Requirements = In the excerpt below on weather forecasting, how much advance notice of a coming storm do the Herald warnings rarely profess to give more than?
[Excerpt start]
The direction of the wind on this occasion was northerly, and its greatest force was off the Isle of Wight, while it was not connected with any great cyclonic disturbance crossing the country; and yet we hear that predictions of its recurrence are completely fulfilled by southerly gales connected with a serious barometrical disturbance, and felt in the North of Scotland. The assertion does not deserve a moment's attention!

Again, the announcement of the discovery of a regular recurrence of meteorological events, coincident with the supposed eleven-year period of solar spots, has of late attracted very general notice, but when we come to apply to this theory the rude test of practical utility and common sense, we find that even its most enthusiastic advocates admit that the time for safe prophecy has not yet arrived.

We need only point out that not one of the sun-spot men ventured to predict the prolonged cold of last winter, the all but incessant rain of last summer-at least in England, or the early and severe frost from which we have just emerged. There was the same absence of spots from the sun's surface in the winter of 1877-8 as in that of 1878-9, and yet the resulting weather betrayed no signs of family resemblance.

To take a final instance we may safely ask any unprejudiced seaman what has been the practical value to him of the warnings with which we have been so freely supplied by the munificence of Mr. Bennett, of the New York Herald. In the form in which these telegraphic announcements are usually couched, they apply to

"the coasts of England and France, affecting those of Norway." This sweep of the net takes in some twenty degrees of latitude at least, and we may safely say that no instance is on record of the same gale being felt in the same way over so enormous an area. Supposing a captain is in the port of London, or even at Falmouth, we can hardly think that it is of much use to him to receive warning of a gale which only visits the Shetlands and the coast of Norway. At the time that such an occurrence takes place, it is more than probable that he is lying all but becalmed on the south coast, with a barometer ranging considerably over thirty inches; for the passage of cyclonic disturbances outside our northern coasts is generally associated with the presence of an anti-cyclone over the south of England.

But, even if the Herald warnings were perfectly correct, they rarely profess to give more than 48 hours notice of a coming storm, and this interval is quite insufficient to allow a ship leaving London to get clear of the Channel.

On the whole, the evidence is irrefutable that in the month of January, 1880, meteorologists are utterly unable to tell the farmer whether he will have an early or a late, a dry or a wet, spring, or even to announce to the seaman, with any certainty, his general chances of weather for even a week in advance.
[Excerpt end]
[Raw data start]
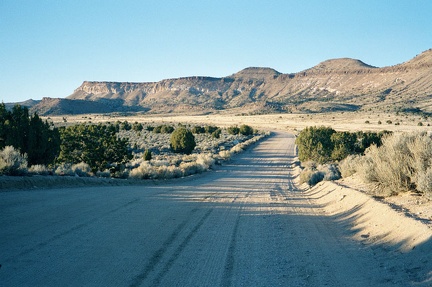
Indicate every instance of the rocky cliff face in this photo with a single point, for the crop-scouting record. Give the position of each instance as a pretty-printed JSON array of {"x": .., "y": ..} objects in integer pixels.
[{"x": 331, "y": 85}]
[Raw data end]
[Raw data start]
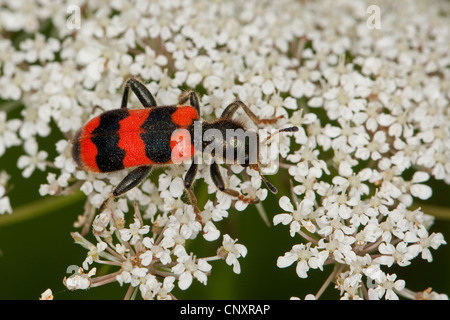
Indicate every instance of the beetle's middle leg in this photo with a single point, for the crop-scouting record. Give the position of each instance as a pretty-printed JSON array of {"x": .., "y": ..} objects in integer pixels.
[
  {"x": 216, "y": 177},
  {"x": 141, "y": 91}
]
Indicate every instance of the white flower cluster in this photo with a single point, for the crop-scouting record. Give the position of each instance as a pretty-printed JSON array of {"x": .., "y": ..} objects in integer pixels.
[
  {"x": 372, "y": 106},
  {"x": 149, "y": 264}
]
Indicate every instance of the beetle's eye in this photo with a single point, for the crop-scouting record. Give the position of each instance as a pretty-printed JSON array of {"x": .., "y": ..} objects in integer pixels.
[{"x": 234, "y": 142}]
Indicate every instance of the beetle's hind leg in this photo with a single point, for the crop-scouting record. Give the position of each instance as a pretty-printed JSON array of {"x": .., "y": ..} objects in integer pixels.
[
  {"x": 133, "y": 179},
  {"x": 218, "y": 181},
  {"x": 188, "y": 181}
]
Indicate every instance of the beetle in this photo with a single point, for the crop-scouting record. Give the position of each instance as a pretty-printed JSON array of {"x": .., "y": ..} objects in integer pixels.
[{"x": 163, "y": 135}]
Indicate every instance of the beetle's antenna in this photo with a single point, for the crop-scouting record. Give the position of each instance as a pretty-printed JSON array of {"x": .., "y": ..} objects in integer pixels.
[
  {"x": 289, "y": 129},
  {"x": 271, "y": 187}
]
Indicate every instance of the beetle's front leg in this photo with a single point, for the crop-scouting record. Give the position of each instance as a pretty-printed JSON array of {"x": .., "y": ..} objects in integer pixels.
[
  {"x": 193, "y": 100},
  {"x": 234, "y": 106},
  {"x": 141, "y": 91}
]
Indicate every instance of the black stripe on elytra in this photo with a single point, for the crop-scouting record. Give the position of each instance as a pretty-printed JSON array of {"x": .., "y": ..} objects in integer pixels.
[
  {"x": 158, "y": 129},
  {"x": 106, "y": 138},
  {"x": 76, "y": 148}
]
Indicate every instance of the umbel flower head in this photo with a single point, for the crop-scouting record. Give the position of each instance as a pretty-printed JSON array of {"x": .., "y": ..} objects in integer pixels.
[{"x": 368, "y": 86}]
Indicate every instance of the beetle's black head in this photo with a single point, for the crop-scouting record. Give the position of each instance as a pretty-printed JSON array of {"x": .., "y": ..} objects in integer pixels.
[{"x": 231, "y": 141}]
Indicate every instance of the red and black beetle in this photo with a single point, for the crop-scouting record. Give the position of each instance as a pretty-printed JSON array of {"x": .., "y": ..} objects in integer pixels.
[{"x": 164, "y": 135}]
[Raw data end]
[Raw data start]
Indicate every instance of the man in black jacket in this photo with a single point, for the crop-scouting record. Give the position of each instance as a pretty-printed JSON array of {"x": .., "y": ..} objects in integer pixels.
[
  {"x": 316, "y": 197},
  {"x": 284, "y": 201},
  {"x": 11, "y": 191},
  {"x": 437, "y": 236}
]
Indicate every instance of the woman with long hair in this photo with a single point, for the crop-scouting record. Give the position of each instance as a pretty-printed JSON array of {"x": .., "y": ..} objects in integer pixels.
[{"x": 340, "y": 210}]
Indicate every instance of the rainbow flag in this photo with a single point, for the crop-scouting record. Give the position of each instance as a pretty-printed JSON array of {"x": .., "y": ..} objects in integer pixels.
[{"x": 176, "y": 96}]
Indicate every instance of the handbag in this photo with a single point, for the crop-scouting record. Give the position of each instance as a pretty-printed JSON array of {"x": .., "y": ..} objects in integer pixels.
[Raw data end]
Answer for this exercise = 48 hours.